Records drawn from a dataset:
*** Begin section ***
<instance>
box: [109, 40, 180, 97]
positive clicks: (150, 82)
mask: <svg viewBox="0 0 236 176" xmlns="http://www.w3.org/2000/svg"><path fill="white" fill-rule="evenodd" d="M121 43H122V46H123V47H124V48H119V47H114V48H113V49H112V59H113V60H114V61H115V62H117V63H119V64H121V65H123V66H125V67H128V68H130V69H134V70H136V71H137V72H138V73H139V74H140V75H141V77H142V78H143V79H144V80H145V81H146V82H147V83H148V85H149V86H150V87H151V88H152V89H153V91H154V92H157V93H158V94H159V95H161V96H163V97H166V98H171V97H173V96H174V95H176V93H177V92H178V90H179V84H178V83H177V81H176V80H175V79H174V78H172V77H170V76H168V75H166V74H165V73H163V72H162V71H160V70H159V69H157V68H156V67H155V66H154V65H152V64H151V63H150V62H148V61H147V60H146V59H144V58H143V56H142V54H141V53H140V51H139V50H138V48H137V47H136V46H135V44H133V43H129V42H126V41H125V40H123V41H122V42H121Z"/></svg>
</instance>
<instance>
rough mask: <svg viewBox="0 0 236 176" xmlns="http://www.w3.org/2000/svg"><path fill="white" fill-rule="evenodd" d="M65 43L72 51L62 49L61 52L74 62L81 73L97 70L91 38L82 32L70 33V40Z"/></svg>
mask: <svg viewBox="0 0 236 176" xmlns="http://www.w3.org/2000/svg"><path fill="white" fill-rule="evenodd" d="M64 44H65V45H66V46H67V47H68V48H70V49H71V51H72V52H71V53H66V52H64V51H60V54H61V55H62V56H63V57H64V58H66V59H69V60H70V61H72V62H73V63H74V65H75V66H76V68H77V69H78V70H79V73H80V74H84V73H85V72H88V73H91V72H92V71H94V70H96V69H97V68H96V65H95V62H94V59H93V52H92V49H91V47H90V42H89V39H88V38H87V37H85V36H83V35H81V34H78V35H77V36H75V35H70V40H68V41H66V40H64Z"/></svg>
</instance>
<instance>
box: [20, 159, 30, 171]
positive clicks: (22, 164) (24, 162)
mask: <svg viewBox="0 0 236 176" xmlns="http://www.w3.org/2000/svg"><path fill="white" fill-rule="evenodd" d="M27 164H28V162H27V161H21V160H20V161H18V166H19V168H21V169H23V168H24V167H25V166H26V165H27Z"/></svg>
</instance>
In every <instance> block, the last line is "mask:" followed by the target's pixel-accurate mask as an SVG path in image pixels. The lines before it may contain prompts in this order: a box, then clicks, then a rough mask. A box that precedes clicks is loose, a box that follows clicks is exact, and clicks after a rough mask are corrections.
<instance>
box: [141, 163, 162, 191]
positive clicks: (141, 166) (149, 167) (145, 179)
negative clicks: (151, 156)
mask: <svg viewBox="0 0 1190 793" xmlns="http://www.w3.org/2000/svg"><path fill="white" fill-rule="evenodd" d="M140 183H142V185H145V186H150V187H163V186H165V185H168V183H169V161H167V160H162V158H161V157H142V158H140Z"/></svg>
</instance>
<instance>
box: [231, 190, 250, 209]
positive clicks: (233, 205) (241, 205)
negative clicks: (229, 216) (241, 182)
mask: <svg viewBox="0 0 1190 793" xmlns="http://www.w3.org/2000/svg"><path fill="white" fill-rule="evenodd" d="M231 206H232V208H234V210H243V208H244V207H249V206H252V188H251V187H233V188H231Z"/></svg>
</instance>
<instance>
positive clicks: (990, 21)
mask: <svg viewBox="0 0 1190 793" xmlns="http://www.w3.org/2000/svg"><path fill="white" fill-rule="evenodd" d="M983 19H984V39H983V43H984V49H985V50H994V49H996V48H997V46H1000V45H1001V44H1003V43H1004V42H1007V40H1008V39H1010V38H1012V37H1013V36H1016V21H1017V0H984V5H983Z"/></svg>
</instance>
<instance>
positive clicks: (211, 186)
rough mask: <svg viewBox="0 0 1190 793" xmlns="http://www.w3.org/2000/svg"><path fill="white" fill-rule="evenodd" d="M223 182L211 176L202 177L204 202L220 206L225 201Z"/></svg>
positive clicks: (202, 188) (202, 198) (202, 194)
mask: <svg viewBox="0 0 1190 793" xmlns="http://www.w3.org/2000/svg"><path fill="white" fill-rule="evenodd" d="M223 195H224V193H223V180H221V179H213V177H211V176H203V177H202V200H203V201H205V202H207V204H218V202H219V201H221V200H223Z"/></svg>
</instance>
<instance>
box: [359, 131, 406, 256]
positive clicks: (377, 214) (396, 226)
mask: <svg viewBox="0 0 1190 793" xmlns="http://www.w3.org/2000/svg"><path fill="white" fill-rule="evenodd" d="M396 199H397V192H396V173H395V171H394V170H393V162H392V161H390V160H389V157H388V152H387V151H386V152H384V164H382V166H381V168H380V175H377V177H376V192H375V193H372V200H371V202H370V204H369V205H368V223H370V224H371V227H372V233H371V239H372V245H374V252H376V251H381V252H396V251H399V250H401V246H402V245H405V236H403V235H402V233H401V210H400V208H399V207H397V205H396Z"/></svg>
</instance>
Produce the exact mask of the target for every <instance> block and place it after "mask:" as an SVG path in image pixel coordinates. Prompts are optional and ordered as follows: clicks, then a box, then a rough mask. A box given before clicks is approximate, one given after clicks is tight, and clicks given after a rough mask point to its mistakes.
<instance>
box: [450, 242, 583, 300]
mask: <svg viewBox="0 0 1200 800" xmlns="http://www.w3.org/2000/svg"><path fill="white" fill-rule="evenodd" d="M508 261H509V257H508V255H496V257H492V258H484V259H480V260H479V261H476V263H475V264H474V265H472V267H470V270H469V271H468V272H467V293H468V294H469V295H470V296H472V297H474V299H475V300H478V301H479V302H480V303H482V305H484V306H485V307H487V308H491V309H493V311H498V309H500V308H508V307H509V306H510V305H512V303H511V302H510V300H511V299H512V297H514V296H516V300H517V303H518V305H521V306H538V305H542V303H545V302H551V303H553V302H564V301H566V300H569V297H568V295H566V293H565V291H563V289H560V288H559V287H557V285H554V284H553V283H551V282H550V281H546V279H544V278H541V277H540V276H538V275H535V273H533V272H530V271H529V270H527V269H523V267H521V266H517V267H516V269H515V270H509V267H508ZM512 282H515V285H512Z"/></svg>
*** End section ***
Write out an exact copy of every record shown above.

<instance>
box: [109, 40, 180, 97]
positive clicks: (150, 82)
mask: <svg viewBox="0 0 236 176" xmlns="http://www.w3.org/2000/svg"><path fill="white" fill-rule="evenodd" d="M121 43H122V46H123V47H124V48H119V47H114V48H113V49H112V59H113V60H114V61H115V62H117V63H119V64H121V65H123V66H125V67H128V68H130V69H134V70H136V71H137V72H138V73H139V74H140V75H141V77H142V78H143V79H144V80H145V81H146V82H147V83H148V85H149V86H150V87H151V88H152V89H153V91H154V92H157V93H158V94H159V95H161V96H163V97H166V98H171V97H173V96H174V95H176V93H177V92H178V90H179V84H178V83H177V81H176V80H175V79H174V78H172V77H170V76H168V75H166V74H165V73H163V72H162V71H160V70H159V69H157V68H156V67H155V66H154V65H152V64H151V63H150V62H148V61H147V60H146V59H144V58H143V56H142V54H141V53H140V51H139V50H138V48H137V47H136V46H135V44H133V43H129V42H126V41H125V40H123V41H122V42H121Z"/></svg>
</instance>
<instance>
rough mask: <svg viewBox="0 0 236 176" xmlns="http://www.w3.org/2000/svg"><path fill="white" fill-rule="evenodd" d="M65 43L72 51L62 49L61 52L74 62L81 73L97 70L91 38L82 32L70 33V40Z"/></svg>
mask: <svg viewBox="0 0 236 176" xmlns="http://www.w3.org/2000/svg"><path fill="white" fill-rule="evenodd" d="M64 44H65V45H66V46H67V47H68V48H70V49H71V51H72V52H71V53H66V52H64V51H60V54H61V55H62V56H63V57H64V58H66V59H69V60H70V61H72V62H73V63H74V65H75V66H76V68H77V69H78V70H79V73H80V74H84V73H85V72H88V73H91V72H92V71H94V70H96V69H97V68H96V65H95V62H94V59H93V52H92V49H91V47H90V42H89V39H88V38H87V37H85V36H83V35H81V34H78V35H77V36H75V35H70V40H68V41H66V40H64Z"/></svg>
</instance>
<instance>
box: [20, 159, 30, 171]
positive clicks: (22, 164) (24, 162)
mask: <svg viewBox="0 0 236 176" xmlns="http://www.w3.org/2000/svg"><path fill="white" fill-rule="evenodd" d="M27 164H28V162H27V161H21V160H20V161H18V166H19V168H21V169H23V168H24V167H25V166H26V165H27Z"/></svg>
</instance>
In every <instance> block, the last line is "mask:" followed by the target's pixel-accurate mask as an SVG path in image pixels. The lines before it may contain prompts in this order: a box, then clicks, then a rough mask. A box that precedes clicks is loose, a box that follows clicks is exact, and clicks after a rough mask are corrections.
<instance>
box: [141, 163, 162, 191]
positive clicks: (141, 166) (149, 167) (145, 179)
negative clicks: (151, 156)
mask: <svg viewBox="0 0 1190 793" xmlns="http://www.w3.org/2000/svg"><path fill="white" fill-rule="evenodd" d="M140 183H142V185H145V186H150V187H163V186H165V185H168V183H169V161H167V160H162V158H161V157H142V158H140Z"/></svg>
</instance>
<instance>
box: [231, 190, 250, 209]
positive clicks: (233, 205) (241, 205)
negative clicks: (229, 216) (241, 182)
mask: <svg viewBox="0 0 1190 793" xmlns="http://www.w3.org/2000/svg"><path fill="white" fill-rule="evenodd" d="M231 206H232V208H234V210H243V208H244V207H249V206H252V188H251V187H233V188H231Z"/></svg>
</instance>
<instance>
positive clicks: (990, 21)
mask: <svg viewBox="0 0 1190 793" xmlns="http://www.w3.org/2000/svg"><path fill="white" fill-rule="evenodd" d="M983 19H984V39H983V43H984V49H985V50H994V49H996V48H997V46H1000V45H1001V44H1003V43H1004V42H1007V40H1008V39H1010V38H1012V37H1013V36H1016V21H1017V0H984V5H983Z"/></svg>
</instance>
<instance>
positive clicks: (211, 186)
rough mask: <svg viewBox="0 0 1190 793" xmlns="http://www.w3.org/2000/svg"><path fill="white" fill-rule="evenodd" d="M223 182L211 176L202 177L204 202L220 206L225 201Z"/></svg>
positive clicks: (202, 188) (202, 198) (202, 194)
mask: <svg viewBox="0 0 1190 793" xmlns="http://www.w3.org/2000/svg"><path fill="white" fill-rule="evenodd" d="M223 195H224V193H223V180H221V179H213V177H211V176H203V177H202V200H203V201H205V202H207V204H218V202H219V201H221V200H223Z"/></svg>
</instance>
<instance>
box: [359, 131, 406, 256]
positive clicks: (377, 214) (396, 226)
mask: <svg viewBox="0 0 1190 793" xmlns="http://www.w3.org/2000/svg"><path fill="white" fill-rule="evenodd" d="M396 199H397V192H396V173H395V171H394V170H393V162H392V161H390V160H389V157H388V152H387V151H386V152H384V164H382V166H381V168H380V175H377V177H376V192H375V193H372V200H371V202H370V204H369V205H368V223H370V224H371V227H372V233H371V239H372V245H374V252H376V251H381V252H396V251H399V250H401V246H402V245H405V236H403V235H402V233H401V210H400V208H399V207H397V205H396Z"/></svg>
</instance>
Produce the exact mask of the target for every <instance> block and place it after "mask:" as an SVG path in image pixel coordinates. Prompts are optional and ordered as follows: clicks, then a box, then a rough mask. A box given before clicks is approximate, one given after clicks is tight, and clicks given after a rough mask point to its mistakes.
<instance>
box: [450, 242, 583, 300]
mask: <svg viewBox="0 0 1200 800" xmlns="http://www.w3.org/2000/svg"><path fill="white" fill-rule="evenodd" d="M508 261H509V257H508V255H496V257H492V258H484V259H480V260H479V261H476V263H475V264H474V265H472V267H470V270H469V271H468V272H467V293H468V294H469V295H470V296H472V297H474V299H475V300H478V301H479V302H480V303H482V305H484V306H485V307H487V308H491V309H493V311H498V309H500V308H508V307H509V306H510V305H512V303H511V302H510V300H511V299H512V297H514V296H516V300H517V303H518V305H521V306H538V305H542V303H545V302H551V303H553V302H564V301H566V300H569V297H568V295H566V293H565V291H563V289H560V288H559V287H557V285H554V284H553V283H551V282H550V281H546V279H544V278H541V277H540V276H538V275H535V273H533V272H530V271H529V270H527V269H523V267H521V266H517V267H516V269H515V270H509V267H508ZM512 282H515V285H512Z"/></svg>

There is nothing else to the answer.